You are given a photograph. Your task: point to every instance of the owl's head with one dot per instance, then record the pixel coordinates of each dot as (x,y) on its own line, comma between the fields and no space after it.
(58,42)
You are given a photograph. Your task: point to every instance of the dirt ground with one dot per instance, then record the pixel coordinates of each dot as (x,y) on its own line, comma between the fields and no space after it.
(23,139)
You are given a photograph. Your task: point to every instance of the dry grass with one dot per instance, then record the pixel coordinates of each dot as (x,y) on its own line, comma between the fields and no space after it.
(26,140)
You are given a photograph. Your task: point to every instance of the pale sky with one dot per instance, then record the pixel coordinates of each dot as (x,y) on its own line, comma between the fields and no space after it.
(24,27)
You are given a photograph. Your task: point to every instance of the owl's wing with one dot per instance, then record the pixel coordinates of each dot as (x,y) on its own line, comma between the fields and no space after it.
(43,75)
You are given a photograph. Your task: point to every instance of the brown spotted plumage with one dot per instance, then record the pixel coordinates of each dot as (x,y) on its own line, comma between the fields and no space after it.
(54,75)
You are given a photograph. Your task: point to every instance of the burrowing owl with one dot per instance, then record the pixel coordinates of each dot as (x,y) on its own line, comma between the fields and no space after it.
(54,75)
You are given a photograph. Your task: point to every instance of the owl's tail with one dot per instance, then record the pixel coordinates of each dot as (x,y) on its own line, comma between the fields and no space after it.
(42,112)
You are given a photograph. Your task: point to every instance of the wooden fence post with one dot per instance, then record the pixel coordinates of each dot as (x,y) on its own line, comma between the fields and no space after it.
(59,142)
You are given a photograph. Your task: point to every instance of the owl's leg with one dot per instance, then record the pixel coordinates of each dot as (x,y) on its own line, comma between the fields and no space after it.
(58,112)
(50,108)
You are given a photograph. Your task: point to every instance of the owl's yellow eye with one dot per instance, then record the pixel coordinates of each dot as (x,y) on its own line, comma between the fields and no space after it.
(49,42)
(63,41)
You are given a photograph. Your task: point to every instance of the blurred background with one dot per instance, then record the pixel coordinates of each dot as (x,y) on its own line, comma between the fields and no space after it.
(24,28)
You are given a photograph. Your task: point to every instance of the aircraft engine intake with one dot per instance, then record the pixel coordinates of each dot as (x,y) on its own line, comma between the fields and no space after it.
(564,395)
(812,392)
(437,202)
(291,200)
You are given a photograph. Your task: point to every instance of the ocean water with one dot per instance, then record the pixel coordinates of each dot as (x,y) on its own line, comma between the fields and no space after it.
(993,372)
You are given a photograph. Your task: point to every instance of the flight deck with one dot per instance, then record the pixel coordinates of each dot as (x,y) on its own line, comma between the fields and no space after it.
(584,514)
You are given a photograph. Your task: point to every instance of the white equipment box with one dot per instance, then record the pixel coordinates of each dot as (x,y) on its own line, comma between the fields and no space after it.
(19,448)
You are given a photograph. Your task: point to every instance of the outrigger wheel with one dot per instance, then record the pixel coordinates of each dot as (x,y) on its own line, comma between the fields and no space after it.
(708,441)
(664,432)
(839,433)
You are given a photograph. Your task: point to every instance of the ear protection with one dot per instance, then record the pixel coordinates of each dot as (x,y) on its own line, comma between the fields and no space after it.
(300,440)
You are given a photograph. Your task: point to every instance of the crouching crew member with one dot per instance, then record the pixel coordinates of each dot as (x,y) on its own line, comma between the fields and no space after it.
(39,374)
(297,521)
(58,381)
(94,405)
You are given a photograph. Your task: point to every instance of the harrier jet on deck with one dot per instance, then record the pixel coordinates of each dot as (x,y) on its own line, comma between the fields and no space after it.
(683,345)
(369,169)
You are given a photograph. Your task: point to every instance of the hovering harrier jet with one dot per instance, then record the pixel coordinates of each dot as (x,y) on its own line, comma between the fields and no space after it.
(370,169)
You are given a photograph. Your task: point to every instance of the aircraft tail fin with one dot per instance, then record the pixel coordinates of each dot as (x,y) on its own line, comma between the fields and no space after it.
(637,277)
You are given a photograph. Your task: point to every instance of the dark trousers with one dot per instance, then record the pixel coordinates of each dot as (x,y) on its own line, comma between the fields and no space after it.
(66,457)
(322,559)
----------------
WHAT YOU ARE ASKED TO DO.
Every line of the data above should be copied exactly.

WORKED ANSWER.
You are given a photograph. Your task: point to every instance of the owl's head with one dot per instance, then record the pixel coordinates of each dot as (x,y) on its own line, comma between the fields and no space after it.
(58,42)
You are given a photograph. Your task: point to every instance of the dirt ground with one dot per instance, then record the pixel coordinates of each dot as (x,y) on its own line, comma between the fields and no space after it.
(23,139)
You are given a photograph. Your task: point to every instance of the dry grass with one dot per instance, then record the pixel coordinates of each dot as (x,y) on its own line, comma between the fields and no space after it.
(26,140)
You are given a photograph. Your task: point to every instance of the pale sky with one dot per instance, then record the pixel coordinates of each dot as (x,y) on its own line, comma between the fields and no space after it.
(24,27)
You are given a photograph. Your task: point to every instance of the owl's wing with one dot per instance, then record the pixel coordinates of each dot as (x,y) on its own line, comma between the fields and no space after it.
(43,75)
You are given a photograph. Your task: point to every instance of the brown spotted plumage with one dot per instance, then record the pixel coordinates of each dot as (x,y) on its own line, comma between the fields and no space after it.
(54,75)
You are given a photograph. Your task: point to every instance of the burrowing owl with one dot per instance, then record the pixel coordinates of each dot as (x,y) on its own line, comma between the fields and no space after it.
(54,75)
You are given a photograph. Your task: point to every instance of the owl's tail with one dot per instance, then record the pixel coordinates of each dot as (x,y) on its own line, comma between the fields and no space after it.
(42,112)
You are given a photograph. Your task: point to every instance of the wooden fence post with one dot per instance, then record the pixel coordinates of each dot as (x,y) on its own line, comma between the fields and no space after it.
(59,142)
You are given a photograph. Your task: point to every instance of the owl's leg with one dot per instance, then record the pixel coordinates of each dot as (x,y) on its own line, comma between the fields and no space after it.
(58,112)
(50,108)
You are given a photograph. Your task: point to every instance of the owl's yellow eye with one dot per instance, then record the pixel coordinates of each dot as (x,y) on its own line, comma between the fields and no space after it.
(49,42)
(63,41)
You are given a photograph. Your task: point to every instance of the blurred background with one dot per instance, then record the pixel coordinates of each dot as (x,y) on its own line, comma between the fields and no space after it.
(24,28)
You are given a photograph. Your task: point to every instance of the aircraft engine intake with one dot per instance, then record the pixel coordinates of each dot as (x,y) on its own line, comma between the fields and no space after it.
(564,395)
(812,392)
(437,202)
(291,200)
You are given a photograph. Your task: point to every instance of the ocean water with one dot per instance, then record the pixel coordinates of each dot as (x,y) on its own line, comma between the fields and no space after it.
(993,372)
You are given a photograph. Your task: point to every instance of the flight deck with one dot per instance, then record the pixel coordinates of each dot as (x,y) on its own line, comma between the fields and no space after it.
(584,514)
You are given a photograph. Your task: point to every instance of the white equipment box with one dot per instance, then record the pixel coordinates of each dot as (x,y) on its own line, comma between the fields and no space after it.
(19,448)
You are given a photograph. Your task: point to every instance of the outrigger wheel with one dot per instance, then record the pixel coordinates of each dot as (x,y) on its own line, comma between the fields and no space after it.
(708,441)
(664,432)
(839,433)
You are given a photograph. Your task: point to every instance of the ear protection with one dot per instance, then record the pixel coordinates of each dot as (x,y) on its own line, comma between the fields and no space after it.
(300,440)
You are given a photograph. Your task: point to every instance of the crouching crew member with one dot per instance, then record the pixel coordinates of each dot as (x,y) on its own line, comma between the fields and no space after it.
(39,374)
(297,521)
(58,381)
(94,405)
You are given a photograph. Your task: point to every instance of the harrier jet on deck with one dot per instance, then record the pixel coordinates of each dot as (x,y) on its own line, comma between the fields and no space after it.
(683,345)
(369,169)
You are given a photograph. Your task: point to every instance of the hovering harrier jet with one dot per instance, then record the pixel coordinates of each dot as (x,y) on its own line, comma between the fields and no space after it.
(370,169)
You are given a photograph. Your task: point to every instance of the aircraft tail fin with one dot per instance, then record the pixel coordinates of each dot as (x,y) on its own line, comma between the fields and no space after it.
(637,277)
You are given a photograph. Your task: point to every instance of the dark trousers with one dot per instance, then record the pixel coordinates of each dot as (x,y) on its own line, comma between the fields and no space after it.
(66,457)
(322,559)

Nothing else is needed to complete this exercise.